____ Supplied entries

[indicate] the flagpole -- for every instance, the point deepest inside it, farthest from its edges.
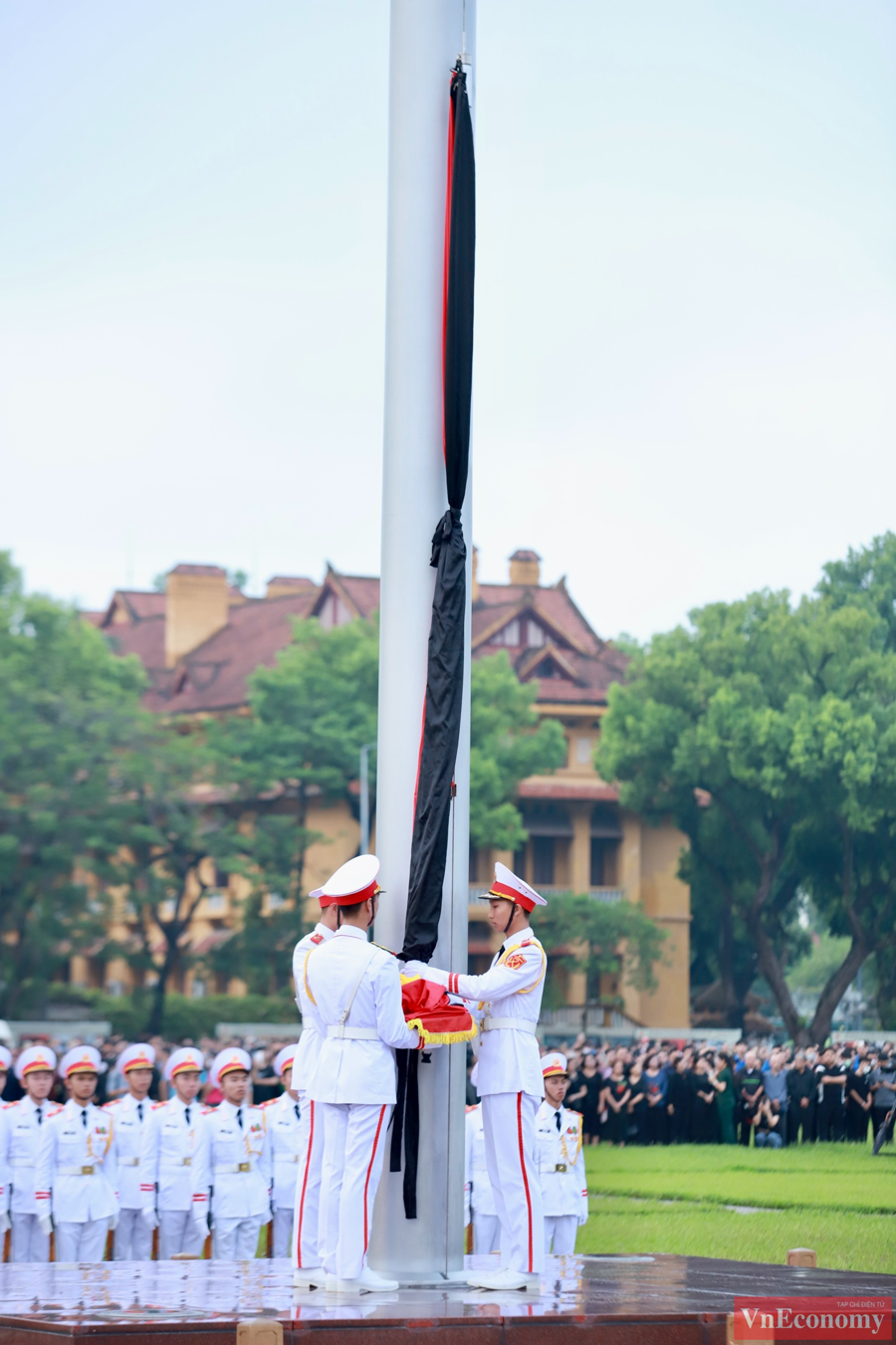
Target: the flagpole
(425, 41)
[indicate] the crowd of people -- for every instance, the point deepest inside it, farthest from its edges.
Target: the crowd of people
(657, 1092)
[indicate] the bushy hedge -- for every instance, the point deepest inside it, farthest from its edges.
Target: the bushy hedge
(183, 1017)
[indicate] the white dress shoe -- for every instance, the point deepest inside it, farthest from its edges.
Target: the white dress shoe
(498, 1279)
(311, 1278)
(370, 1279)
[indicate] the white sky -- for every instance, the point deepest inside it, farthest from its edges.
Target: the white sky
(686, 283)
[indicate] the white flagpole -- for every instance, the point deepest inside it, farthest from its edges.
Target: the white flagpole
(425, 39)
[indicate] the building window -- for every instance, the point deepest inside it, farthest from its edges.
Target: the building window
(543, 859)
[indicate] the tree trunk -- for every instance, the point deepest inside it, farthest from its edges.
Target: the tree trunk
(833, 992)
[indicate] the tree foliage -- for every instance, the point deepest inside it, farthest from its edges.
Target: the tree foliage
(508, 743)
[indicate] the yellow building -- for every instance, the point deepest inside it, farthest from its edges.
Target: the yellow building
(201, 639)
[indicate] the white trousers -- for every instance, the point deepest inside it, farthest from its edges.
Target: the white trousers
(179, 1233)
(354, 1146)
(561, 1231)
(133, 1236)
(486, 1233)
(85, 1242)
(282, 1238)
(26, 1240)
(236, 1238)
(305, 1241)
(509, 1127)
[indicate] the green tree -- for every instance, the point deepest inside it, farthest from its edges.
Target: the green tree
(600, 938)
(509, 743)
(66, 708)
(730, 728)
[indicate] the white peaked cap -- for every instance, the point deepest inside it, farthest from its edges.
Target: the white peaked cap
(284, 1060)
(352, 882)
(179, 1061)
(81, 1060)
(138, 1054)
(35, 1057)
(226, 1061)
(514, 889)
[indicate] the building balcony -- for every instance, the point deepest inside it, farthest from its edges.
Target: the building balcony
(611, 895)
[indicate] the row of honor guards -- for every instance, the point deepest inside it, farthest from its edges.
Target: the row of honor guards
(309, 1162)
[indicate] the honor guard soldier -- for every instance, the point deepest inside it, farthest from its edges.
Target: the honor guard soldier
(283, 1117)
(354, 991)
(20, 1129)
(133, 1234)
(238, 1161)
(509, 1076)
(77, 1176)
(479, 1202)
(561, 1161)
(305, 1251)
(174, 1161)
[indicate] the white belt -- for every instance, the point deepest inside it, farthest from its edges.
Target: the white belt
(518, 1023)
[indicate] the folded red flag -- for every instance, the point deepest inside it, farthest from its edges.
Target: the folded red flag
(428, 1009)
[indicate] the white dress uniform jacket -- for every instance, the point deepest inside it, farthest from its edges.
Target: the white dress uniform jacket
(238, 1161)
(175, 1156)
(350, 1069)
(509, 992)
(283, 1117)
(19, 1142)
(128, 1125)
(561, 1162)
(309, 1046)
(77, 1173)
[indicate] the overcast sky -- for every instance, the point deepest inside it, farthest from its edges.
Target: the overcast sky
(685, 310)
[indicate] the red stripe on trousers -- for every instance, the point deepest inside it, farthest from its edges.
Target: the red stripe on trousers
(523, 1164)
(382, 1112)
(305, 1184)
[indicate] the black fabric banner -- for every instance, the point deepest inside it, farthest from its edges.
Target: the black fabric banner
(445, 665)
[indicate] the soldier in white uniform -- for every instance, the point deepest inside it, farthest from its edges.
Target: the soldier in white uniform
(283, 1118)
(174, 1161)
(510, 1083)
(238, 1161)
(77, 1177)
(563, 1188)
(20, 1130)
(354, 993)
(305, 1251)
(133, 1234)
(479, 1202)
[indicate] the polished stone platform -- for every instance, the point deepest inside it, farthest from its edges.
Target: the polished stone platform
(584, 1301)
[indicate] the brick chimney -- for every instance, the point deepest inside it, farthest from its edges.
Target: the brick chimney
(196, 606)
(525, 567)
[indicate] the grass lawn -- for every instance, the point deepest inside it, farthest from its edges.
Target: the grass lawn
(833, 1198)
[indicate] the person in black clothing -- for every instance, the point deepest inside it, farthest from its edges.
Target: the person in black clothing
(830, 1108)
(800, 1089)
(858, 1103)
(678, 1096)
(750, 1089)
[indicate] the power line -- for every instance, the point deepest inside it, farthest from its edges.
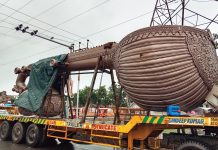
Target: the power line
(92, 33)
(33, 26)
(40, 20)
(80, 14)
(30, 56)
(45, 11)
(15, 11)
(62, 22)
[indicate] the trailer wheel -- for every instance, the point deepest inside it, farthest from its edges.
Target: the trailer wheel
(5, 130)
(34, 135)
(192, 145)
(18, 133)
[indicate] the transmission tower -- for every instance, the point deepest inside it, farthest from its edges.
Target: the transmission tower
(176, 12)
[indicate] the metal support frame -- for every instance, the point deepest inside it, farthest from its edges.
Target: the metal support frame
(117, 104)
(69, 99)
(175, 12)
(91, 90)
(62, 95)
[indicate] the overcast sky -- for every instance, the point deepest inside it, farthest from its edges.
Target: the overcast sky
(70, 21)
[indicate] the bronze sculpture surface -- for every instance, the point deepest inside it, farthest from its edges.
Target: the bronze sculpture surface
(157, 66)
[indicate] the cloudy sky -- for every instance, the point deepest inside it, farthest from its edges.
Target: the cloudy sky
(71, 21)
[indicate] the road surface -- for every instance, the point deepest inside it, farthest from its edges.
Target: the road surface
(8, 145)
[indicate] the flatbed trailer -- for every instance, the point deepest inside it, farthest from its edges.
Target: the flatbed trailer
(139, 132)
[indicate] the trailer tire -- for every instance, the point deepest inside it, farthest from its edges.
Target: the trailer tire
(193, 145)
(5, 130)
(18, 133)
(34, 135)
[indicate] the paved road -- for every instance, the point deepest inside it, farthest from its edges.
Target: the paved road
(8, 145)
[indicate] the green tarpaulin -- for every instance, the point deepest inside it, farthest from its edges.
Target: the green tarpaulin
(42, 76)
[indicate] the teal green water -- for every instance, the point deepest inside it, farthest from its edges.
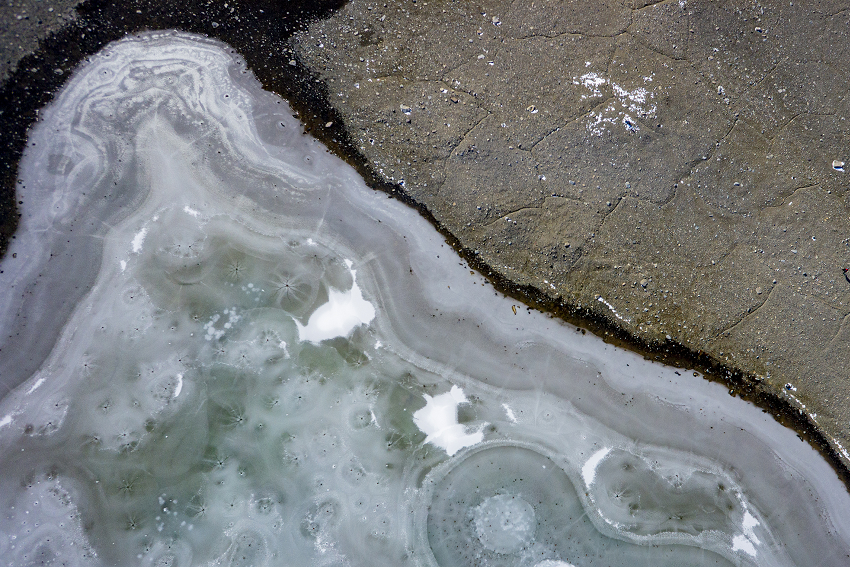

________

Brief —
Copy out all the rows above word for word, omitting the pictures.

The completed task —
[indicate] the flagpole -- for every instance, the point deepest inside it, farthest from its edges.
Target: the flagpole
(425, 41)
[indicate] the crowd of people -- for every instance, the point deepest inside it, farthest from its edges.
Target: the crowd of people
(657, 1092)
[indicate] the bushy hedge -- for every instance, the point deepest inside it, farthest from its edges.
Target: the bushy hedge
(183, 1017)
[indicate] the white dress shoe -- for every instance, the point deepest inside it, farthest from its edges.
Target: the white dress shoe
(498, 1279)
(311, 1278)
(370, 1279)
[indicate] the white sky -- for every instance, the point deepest inside it, farthest from its edges.
Target: the white sky
(686, 283)
[indicate] the white flagpole -- for every instance, the point deepest inside it, farthest from its edges.
Target: the white flagpole
(425, 39)
[indicate] the building window -- for every instance, the point deepest inside it, farthest from its edges.
Target: the building window
(543, 859)
[indicate] the tree trunk -- for every instance, the point deepest inside it, farthest from its edges.
Target: the tree trunk
(833, 992)
[indicate] the tree foliage -- for every instance, the point deepest inside it, farthest from its edges.
Target: the tree foliage
(508, 743)
[indicate] the yellow building -- for every instance, the point deepest inside it, farthest from its edges.
Target: the yellow building
(201, 639)
[indicate] the white trousers -- for every instance, the point deepest inside it, farthest from its edges.
Target: the white trousers
(179, 1233)
(354, 1146)
(561, 1231)
(133, 1236)
(486, 1233)
(85, 1242)
(282, 1238)
(26, 1240)
(236, 1238)
(305, 1241)
(509, 1127)
[indicate] the green tree -- for every instance, the point deepest inside it, farthest from its edges.
Target: the green tree
(600, 938)
(509, 743)
(66, 708)
(730, 728)
[indicate] the white peaked cap -- for every instance, the point deepest inside it, farthest from its edges.
Target: the white peaked cap
(284, 1060)
(352, 882)
(179, 1061)
(81, 1060)
(138, 1054)
(35, 1057)
(226, 1061)
(514, 889)
[indicate] the building balcony -- for every instance, the point deepest inside it, farthest from its edges.
Target: the building balcony
(611, 895)
[indicate] the row of honor guards -- for every instance, the point deepest inside it, farthest from its edges.
Target: the row of honor guards
(309, 1162)
[indicate] the honor guard soldier -- for every instance, the point deepest inside it, farthest from its edges.
Target: the honor guard soldier
(283, 1117)
(354, 991)
(20, 1129)
(133, 1234)
(238, 1161)
(509, 1076)
(77, 1176)
(479, 1202)
(561, 1161)
(305, 1251)
(174, 1161)
[indicate] the white belt -- for every instance, the point deepest inside it, farthest from its edges.
Target: the white belt
(518, 1023)
[indicate] the folded red flag -- for every instance, the point deepest inside it, farthest from its edges.
Target: the folded red flag
(428, 1009)
[indicate] the white dress uniform jacket -- for every instance, the point deepest inside it, farthest from its edges.
Target: the white dress uniform jacket
(238, 1161)
(175, 1156)
(350, 1069)
(509, 992)
(283, 1117)
(19, 1142)
(128, 1125)
(561, 1162)
(309, 1046)
(77, 1173)
[indicate] the overcast sky -- for every instance, the point deepest inside it, farthest from its edges.
Target: the overcast sky
(685, 310)
[indicate] the red stripe on trousers -- for every instance, the point deepest inside it, farthest from its edges.
Target: the red stripe on trousers
(523, 1164)
(382, 1112)
(305, 1184)
[indicate] the black fabric banner -- for every instance, the point deepest inside it, farthest from its edges.
Target: the black fabric banner
(445, 665)
[indicate] the soldier in white uniform -- for every instance, the point deepest inside it, farthest from its edges.
Target: the soldier in white uniform
(283, 1118)
(174, 1161)
(510, 1083)
(238, 1161)
(77, 1177)
(563, 1188)
(20, 1130)
(354, 993)
(305, 1251)
(133, 1234)
(479, 1202)
[indicate] the polished stone platform -- for every instance, the point deepest inside it, farthest from its edges.
Target: the polished stone platform
(584, 1301)
[indicate] the brick chimney -- for every instance, the point deepest inside it, farthest from its edges.
Target: the brick chimney
(196, 606)
(525, 567)
[indicate] the grass lawn -- for every instance, the point deepest inside it, farthest from its edges.
Target: the grass lawn
(833, 1198)
[indicate] the person in black clothing -- for every instance, the point deepest inside it, farthest from its edges.
Target: the person in black clothing
(830, 1108)
(800, 1089)
(858, 1103)
(678, 1096)
(750, 1089)
[indicate] the power line -- for every instance, the point deepest inside it, farthest from its edges.
Target: the power line
(92, 33)
(33, 26)
(40, 20)
(80, 14)
(30, 56)
(45, 11)
(15, 11)
(62, 22)
[indicate] the trailer wheel -- for every instance, the point deepest inside it, farthest from its edges.
Target: the trailer wheel
(5, 130)
(34, 135)
(192, 145)
(18, 133)
[indicate] the transmission tower -- for every instance, the point deepest inside it, farthest from its edges.
Target: the transmission tower
(176, 12)
[indicate] the metal support frame -- for every instance, the point deepest inside it, farthest from its edges.
Target: the metal support frame
(117, 104)
(69, 99)
(175, 12)
(91, 90)
(62, 95)
[indicate] the overcast sky -- for every instance, the point deepest inside it, farthest from its edges.
Target: the overcast sky
(70, 21)
[indicate] the bronze sculpture surface -- for every instance, the point deepest inside it, farthest from its edges.
Target: the bronze sculpture surface
(157, 66)
[indicate] the cloudy sky -- for every instance, the point deepest inside it, farthest from its edges.
Target: the cloudy sky
(71, 21)
[indicate] the road surface -- for every instance, the point deepest inside it, farthest from its edges.
Target: the road surface
(8, 145)
[indicate] the flatbed trailer -- for every instance, the point deepest inside it, farthest from its edges.
Target: the flatbed trailer
(139, 132)
[indicate] the trailer tire -- for every instance, the point deepest inside it, farthest from its edges.
Target: the trailer tire
(193, 145)
(5, 130)
(18, 133)
(34, 135)
[indicate] the paved road -- for every instance, the point deepest inside it, farthest from its edges.
Target: the paved road
(8, 145)
[indicate] the green tarpaulin -- for every instance, the point deepest inside it, farthest from its edges.
Target: the green tarpaulin
(42, 76)
[indicate] the teal green water -- for every instance, the point deepest inside it, farthest from its edges.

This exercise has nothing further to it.